Consignes ▸ Poursuivez le texte sur les jugements contradictoires portés sur les auteurs, à partir de la dernière phrase de l'extrait ci-dessous.

== Extrait présenté ==

Montagne avoit été très gouté de ſon Tems, & avoit joui tranquilcment de ſa Réputation pendant près d’un Siècle. Deux Auteurs Janſéniſtes, douez d’un grand Génie, crurent entrevoir dans ſes Ecrits des Idées pernicieuſes à leur Religion. Ils le condamnérent ſans ménagement, & en firent une ſanglante Critique, qui, pendant un Tems, ſembla devoir préjudicier à l’Eſtime qu’on avoit eue pour ſon Ouvrage. Pluſieurs Perſonnes ſe rangèrent à l’Opinion des Docteurs Janſéniſtes : tout Port-Roïal en Corps approuva leur Déciſions & bien des Gens à Paris, & à la Cour même, adoptèrent leur Sentiment. Un Auteur, connu par la Juſteſſe de ſon Eſprit, prit le Parti de Montagne, qui ne pouvoit ſe défendre[1]. Il blama & critiqua les deux Janſéniſtes ; & la Ville & la Cour revinrent à la premiere Opinion. On retourna à Montagne, & on lui rendit l’Approbation qu’on lui avoit ôtée.

Bayle a été, ſans contredit, un des plus grands, des plus beaux, & des plus vaſtes Génies. Il s’eſt trouvé des Gens, qui s’étoient acquis un grand Nom dans la Littérature & dans les Sciences, qui ont voulu faire paſſer cet Auteur pour un Homme qui ne ſavoit qu’un peu d’Hiſtoire, & quelque peu de Cartéſianisme[2]. Parlez à un Jéſuite de Pafcal, il vous dira que c’étoit un Génie médiocre. Vantez Bourdaloue, un Janſéniſte ne ſera pas de votre Avis. Je comprens que la Haine des différens Partis peut occaſionner quelquefois cette Diverſité de Sentimens ; mais, elle arrive très ſouvent entre des Auteurs de la même Croïance, & dont les Intérêts ſont communs. Arnaud a écrit divers Ouvrages contre Mallebranche[3]. Scaliger & Eraſme ont eu une Diſpute très vive ſur un Sujet aſſez léger. Après beaucoup d’Ecrits de part & d’autre, un troiſieme Savant les a taxés d’avoir diſputé ſans Cauſe, & de n’avoir pas vû qu’ils avoient tous les deux Raiſon ; aveuglez qu’ils étoient par leur Prévention & leur Animoſité[4].

===
== Données sources ==

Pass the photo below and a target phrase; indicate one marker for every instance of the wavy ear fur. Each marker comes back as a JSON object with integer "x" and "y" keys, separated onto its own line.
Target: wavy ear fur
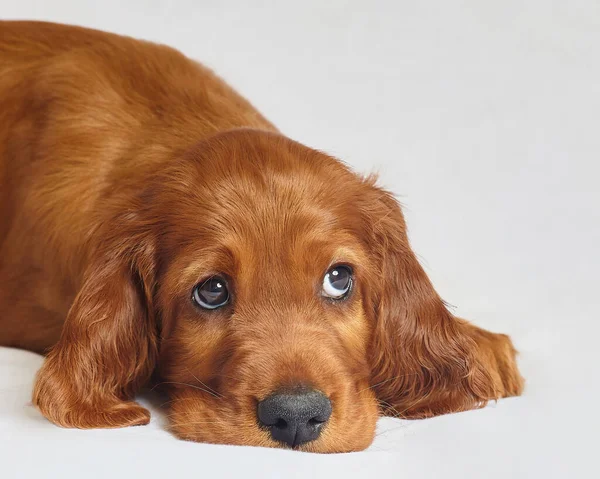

===

Résultat attendu ▸
  1. « Deux Ecrivains, dans leurs Ouvrages, ont blamé Montagne, que je ne crois pas, auſſi bien qu’eux, exempt de toute ſorte de Blâme. Il paroît, que tous deux ne l’ont eſtimé en nulle Maniere. L’un ne penſoit pas aſſez, pour goûter un Auteur qui penſe beaucoup. L’autre penſoit trop ſubtilement, pour s’accommoder de Penfées qui ſont ſi délicates. » Labruyere Caractères ou Mœurs de ce Siècle, pag. 186.
  2. Jurieu & Le clerc. Voïez Courte Reveue de Maximes de Morale, & de Principes de Religion, &c.
  3. Entre autres Pièces, Monſieur Arnaud a écrit un Traité contre le Pere Mallebranche ſur les Idées par leſquelles nous voïons toutes Choſes en Dieu, intitulé, Des vraïes & fauſſes Idées, imprimé à Cologne, chés Schouten, en 1683, in 12.
  4. La Diſpute de Scaliger le Pere avec Eraſme, au Sujet du Ciceronianus, ne lui a point fait Honneur. Il connut ſa Faute ſur la Fin de ſes Jours. Voïez là deſſus les Scaligerana, au Mot Erasme.